Set task 1 — Select every line in the records below that contains the word "brick" and copy each one.

Text excerpt —
━━━━━━━━
And as I mentioned we’re in advanced discussions with our Asphalt JV partner to divest the remaining, the 50% balance in the JV and the agreement is to reach what the outcome will be material reduction and the financial support that we supply to that business immediately, which today is in the form of a $250 million revolver and a $150 million of credit support. So once we do that deal, those are materially reduced, eventually they go away altogether and we will be out of the remaining equity interest altogether and that as you know has been a money loosing business for the last 2, 2.5 years and its not really expected to change very much going into ’14. So it will be yet another very positive step for our company. So all of this its part of the strategic redirection we announced in the last 15 months and we’re just about completed with it -- within less than 18 months.
Storage segment update. We expect 2013 storage to be about slightly lower about 5 million to 15 million lower than 2012 and then if we go into 2014 it should be about the same as 2013. When you have a 100 million barrels of storage, we do have some and in our case its maybe 5% to 10% of our storage that is affected by backwardation in the forward pricing curve and so that put some downward pressure on renewal rates, but I think really the worst of that is behind us and we have -- that has been offset some by benefits completing two St. James rail car offloading facilities as well as storage expansion projects that we completed early this year at St. James and St. Eustatius.
2014 segment EBITDA as I said should be comparable to 2013. So our growth right now is really been driven by the Pipeline segment. In previous years if you look at these bar graphs in the upper left, you go from 2006 to -- up to 2011or ’12 you see a very substantial increase in the Storage segment EBITDA. That’s now topping off and those similar looking graphs now will be on the Pipeline segment of our business instead of the Storage segment. And you can see on the upper right bar graphs that most about 2/3s of our contracts are long-term, meaning more than one year.
We recently completed the second unit train at our St. James facility. It’s backed by a long-term contractual take-or-pay commitment. It was put into service in mid November of 2013. The first one with EOG was completed back in April 2012 and that’s worked out very well. Each of those can handle 70,000 to 140,000 barrels per day and we spend about 45 million to do the second unit train with an annual EBITDA of $15 million to $20 million. So you could see it’s quite a high return project.
We continue to receive inquiries for more tankage at St. James and we bought this terminal in 2007. It had 2 million to 3 million barrels of storage. It now has nine and we think it will go probably up to something like 11 or 12. We completed a 700,000 barrel expansion in January, and as I say we’re getting strong interest in additional storage tanks at St. James which is really a premier location for us.
Pipeline segment update, this is really where the action has been starting this year and then going into the future especially. The growth in the Eagle Ford shale which is right in our backyard where we had assets already available underutilized to be converted to Eagle Ford service. That’s what's driving the future growth in the pipeline segment EBITDA. And 2013 this pipeline EBITDA is expected to be $60 million to $70 million higher than it was the previous year in 2012 and that’s relating to expansion projects we completed in the last half of ’12 and during ’13.
We did the TexStar acquisition which I mentioned which plugged right into existing assets we had and some FERC tariff adjustments. So that’s why ’13 is $60 million to $70 million higher in pipelines than it was in ’12. And then ’14 will be an additional incremental $40 million to $60 million on top of ’13, and that’s the pipeline expansion projects that we will have completed this year and then going into ’14 as well as some higher tariffs contributing to significantly higher 2014 results. So you could see well over $100 million higher EBITDA as you move from 2012 to 2013. And the pie graph on the upper right really just shows pipeline receipts by commodity. And as you can see almost half crude and half pretty evenly split between crude and products, and the crude proportion has been going up as we handle more pipeline receipts of crude oil in the Eagle Ford shale.
━━━━━━━━
Dataset rows —
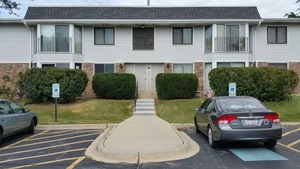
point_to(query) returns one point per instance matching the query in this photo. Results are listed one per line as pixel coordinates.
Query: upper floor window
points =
(104, 68)
(55, 38)
(183, 35)
(104, 36)
(143, 39)
(277, 34)
(231, 38)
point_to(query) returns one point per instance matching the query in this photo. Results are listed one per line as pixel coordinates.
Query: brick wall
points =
(12, 70)
(296, 67)
(198, 70)
(89, 69)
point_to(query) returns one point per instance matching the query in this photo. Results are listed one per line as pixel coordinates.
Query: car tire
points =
(270, 144)
(196, 125)
(212, 143)
(31, 127)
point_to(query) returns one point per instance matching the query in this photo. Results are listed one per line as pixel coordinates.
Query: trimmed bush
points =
(36, 84)
(114, 85)
(176, 85)
(264, 83)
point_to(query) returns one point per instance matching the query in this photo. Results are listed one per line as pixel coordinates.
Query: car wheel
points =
(31, 127)
(196, 125)
(212, 143)
(270, 144)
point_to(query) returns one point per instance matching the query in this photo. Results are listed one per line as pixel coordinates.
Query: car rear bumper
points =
(273, 133)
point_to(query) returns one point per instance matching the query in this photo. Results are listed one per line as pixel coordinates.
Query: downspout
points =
(30, 34)
(255, 44)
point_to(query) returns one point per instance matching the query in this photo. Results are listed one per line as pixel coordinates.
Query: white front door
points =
(145, 75)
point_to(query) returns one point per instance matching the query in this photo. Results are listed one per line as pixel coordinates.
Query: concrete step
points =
(144, 113)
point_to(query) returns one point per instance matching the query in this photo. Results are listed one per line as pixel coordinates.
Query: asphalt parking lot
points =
(65, 149)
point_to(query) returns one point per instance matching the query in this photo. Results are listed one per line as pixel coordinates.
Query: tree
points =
(293, 14)
(10, 6)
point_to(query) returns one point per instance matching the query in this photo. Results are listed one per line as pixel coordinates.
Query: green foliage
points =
(36, 84)
(114, 85)
(176, 85)
(264, 83)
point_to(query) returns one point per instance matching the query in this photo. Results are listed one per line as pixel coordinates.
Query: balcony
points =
(231, 44)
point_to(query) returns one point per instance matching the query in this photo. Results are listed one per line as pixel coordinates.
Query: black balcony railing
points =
(231, 44)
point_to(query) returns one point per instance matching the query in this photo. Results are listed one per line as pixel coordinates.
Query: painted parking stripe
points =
(44, 148)
(50, 141)
(293, 131)
(47, 162)
(76, 162)
(43, 155)
(256, 154)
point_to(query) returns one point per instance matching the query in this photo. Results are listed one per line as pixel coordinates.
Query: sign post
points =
(232, 89)
(55, 95)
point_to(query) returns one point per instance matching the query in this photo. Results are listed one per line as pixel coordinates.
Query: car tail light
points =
(226, 119)
(273, 117)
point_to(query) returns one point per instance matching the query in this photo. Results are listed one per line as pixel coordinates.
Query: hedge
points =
(114, 85)
(36, 84)
(176, 85)
(264, 83)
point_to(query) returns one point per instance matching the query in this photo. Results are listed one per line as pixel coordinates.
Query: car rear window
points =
(239, 104)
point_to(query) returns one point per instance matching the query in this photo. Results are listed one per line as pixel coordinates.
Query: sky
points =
(266, 8)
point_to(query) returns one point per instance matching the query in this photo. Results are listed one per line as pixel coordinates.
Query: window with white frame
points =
(277, 34)
(104, 36)
(104, 68)
(183, 35)
(183, 68)
(55, 38)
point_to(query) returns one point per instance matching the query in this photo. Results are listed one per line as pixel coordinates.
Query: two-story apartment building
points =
(146, 41)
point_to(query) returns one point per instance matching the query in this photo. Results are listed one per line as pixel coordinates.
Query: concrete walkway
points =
(142, 138)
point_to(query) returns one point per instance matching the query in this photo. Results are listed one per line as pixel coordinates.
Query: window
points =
(231, 38)
(230, 64)
(183, 68)
(104, 36)
(55, 38)
(104, 68)
(278, 65)
(78, 39)
(143, 39)
(182, 35)
(277, 34)
(208, 39)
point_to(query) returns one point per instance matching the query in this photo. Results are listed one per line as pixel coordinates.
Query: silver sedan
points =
(238, 118)
(14, 119)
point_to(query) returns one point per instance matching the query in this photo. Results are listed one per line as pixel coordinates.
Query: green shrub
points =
(176, 85)
(36, 84)
(114, 85)
(264, 83)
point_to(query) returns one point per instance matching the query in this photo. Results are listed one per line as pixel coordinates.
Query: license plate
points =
(251, 123)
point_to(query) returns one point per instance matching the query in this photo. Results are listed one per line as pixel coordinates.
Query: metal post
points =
(55, 109)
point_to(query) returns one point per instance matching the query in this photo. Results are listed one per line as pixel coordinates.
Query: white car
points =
(14, 119)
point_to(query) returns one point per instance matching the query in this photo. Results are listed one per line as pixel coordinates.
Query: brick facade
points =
(296, 67)
(89, 69)
(168, 68)
(12, 70)
(198, 70)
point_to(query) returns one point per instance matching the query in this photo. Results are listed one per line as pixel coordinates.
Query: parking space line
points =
(76, 162)
(287, 133)
(43, 163)
(44, 148)
(43, 155)
(28, 138)
(59, 135)
(291, 148)
(25, 145)
(293, 143)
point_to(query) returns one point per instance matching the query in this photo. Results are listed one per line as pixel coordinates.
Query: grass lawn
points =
(92, 111)
(182, 111)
━━━━━━━━
Set task 2 — Go on with the earnings call excerpt above about the storage and pipeline segments, picking up right after its final sentence.

Final answer 1 —
Query: brick wall
Query: brick facade

Final answer 2 —
Today we completed six growth projects, internal growth projects and also we did the acquisition I’ve mentioned in December in the Eagle Ford shale region, and as you see here an itemization of the six projects, reactivating a previously idle products line, reversing another line we had from Corpus to Three Rivers building a new 12-inch with Valero connecting a big pipeline we had between Corp and it used to run crude oil up from Corpus to Three Rivers and reversing that and we connected it to a 12-inch TexStar crude oil pipeline system. We built the new terminal at a breakout point called Oakville, and then we have a Pawnee terminal that we built and a pipeline connection we build for ConocoPhillips in the Eagle Ford. So those are our recent Eagle Ford projects.
And one thing you can see from this is that, what we’ve done is a combination of reactivating previously idle assets that were already there so it gave us a running start to be in this business ahead of our competition, and also a low cost answer for our customers that our competition couldn’t readily provide with Grassroots projects. Now we also repurposed some of these pipelines, we reversed their flow; we did whatever we needed to do to be a leader in this business.
Our total internal growth capital spent to date on this is about $180 million which is expected to generate EBITDA of around $35 million to $45 million per year. Last December we bought 140 miles of crude oil transition and gathering lines at five storage terminals that was the $325 million I mentioned. That provides incremental EBITDA in ’13, but really it kicks up in ’15 after we do the investments required to get to $50 million to $70 million by 2015, an additional $40 million of capital spending is required in connection with that $325 million acquisition to get to that level. So you can see it's quite an accretive acquisition that it's something around a six times multiple all totaled by the time it's up and running fully in ’15.
Dock expansion at Corpus Christi is critical for us to de-bottleneck our system to capture all of the upside growth we see in South Texas through the Eagle Ford, and that project is actually coming in early ahead of when we thought it would in April and on or ahead of budget. And as I said that de-bottlenecks the system. It removes the constraints at North Beach that currently limits our Eagle Ford crude oil pipeline system. The project is going very well. As I said it's ahead of schedule. The dredging has been completed, the construction of the dock’s are in progress. Somewhere early in second quarter we should be done with it and the capital cost for that will be around $40 million, and that’s part of the economic return we’ll capture on the entire Eagle Ford system.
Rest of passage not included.